• Source document:

I was on a recent subway trip in New York City, when I noticed that NFC (near field communication) scanners had been installed in most of turnstiles at the Grand Central Terminal stop. These will allow commuters to use credit cards, debit cards, or devices using digital wallets to simply tap the scanners to pay their fares. By 2023 the NFC method of payment will replace the swipe card system—in which customers recharge dedicated transit authority-issue cards on a monthly, weekly or per-ride basis—that has been in place for the past fifteen years or so.
Anyone who rides the train in the Big Apple knows that the proprietary transit cards are a huge hassle. Their strips in back are easily damaged with repeated use. The scanners constantly malfunction because accumulated subway gunk and thousands of daily swipes knock their magnetic readers of whack.
Hence, my first thought on seeing the NFC scanners was, “Cool. Here’s to technology. This is an improvement.” My second thought, which bumped up against that initial positive one like a harried New York commuter during rush-hour, was, “This is scary and dangerous.” Being an author of thrillers that involve cyber-crime and cyber-terrorism, my inevitable third was, “Man, this scary and dangerous and perfect for a story.”

• Questions:
• 1. Answer these questions using the NFC fare payment passage.
(a) At which subway stop were NFC scanners seen in most of the turnstiles?
(b) By what year will the NFC method of payment replace the swipe card system?
(c) What kind of books does the writer of the passage write?
• 2. Extend the NFC fare payment passage past its final sentence.
The rows are not needed for any of this work.

• Exercise data:
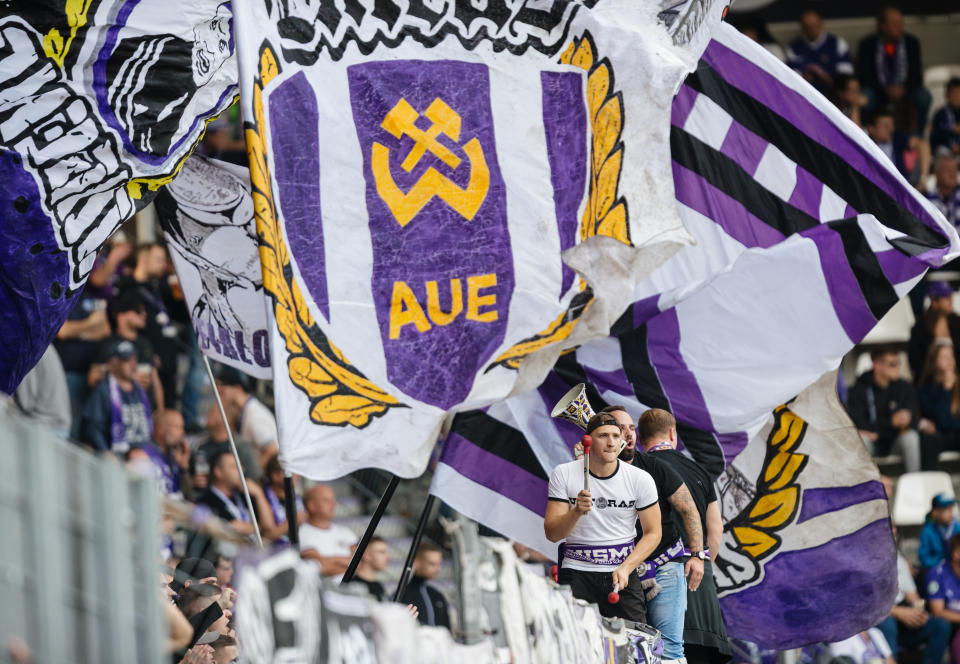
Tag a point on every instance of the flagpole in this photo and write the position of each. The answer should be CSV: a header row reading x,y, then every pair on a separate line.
x,y
371,528
233,448
417,536
290,507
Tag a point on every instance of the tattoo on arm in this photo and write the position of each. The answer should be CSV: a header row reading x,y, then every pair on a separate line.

• Answers for each item:
• 1.
(a) The Grand Central Terminal stop.
(b) 2023.
(c) Thrillers that involve cyber-crime and cyber-terrorism.

• 2.
As to that final bit of writerly damn-the-world selfishness: It’s no coincidence that I’d been having an email conversation with a digital security expert about NFC technology and its chilling potential for spreading a computer-bug pandemic. “Nothing scares our community more than NFC,” she said. I try to get a jump on upcoming technological trends with my books, and our exchanges about NFC eventually led me to retool a specific plot thread to include it, and dramatically show how the system could be exploited by malevolent hackers.
So what’s the beef with NFC?
An easy way to understand it is to imagine how a cold or flu spreads from person to person. Somebody at the workplace has the sniffles. He might be conscientious enough to cover his mouth when he sneezes. But unless he has paddles for hands—and large ones— some of the microbial germs in his bodily fluids are going to slip through his fingers into the air. He’s also using the coffee machine, and touching desks, counters, and other surface in common areas. Each instance presents a golden opportunity for the bug that’s infected him to make the hop to a co-worker.
In metropolitan areas like New York, Chicago, London, Paris, those opportunities are exponentially amplified by sheer population density, where physical contact with germ-carriers and the things they touch is nearly unavoidable. People bump into and brush against each other everywhere. Especially on those overcrowded trains I mentioned earlier. Every time a rider grips a pole or overhead rung, he’s at risk of picking up whatever tiny, invisible creepy-crawlies were transferred to that handhold by whoever used it before him, and the dozens of whoevers before him in their daily commutes. If you’re a germophobe, a packed subway car is an existential nightmare.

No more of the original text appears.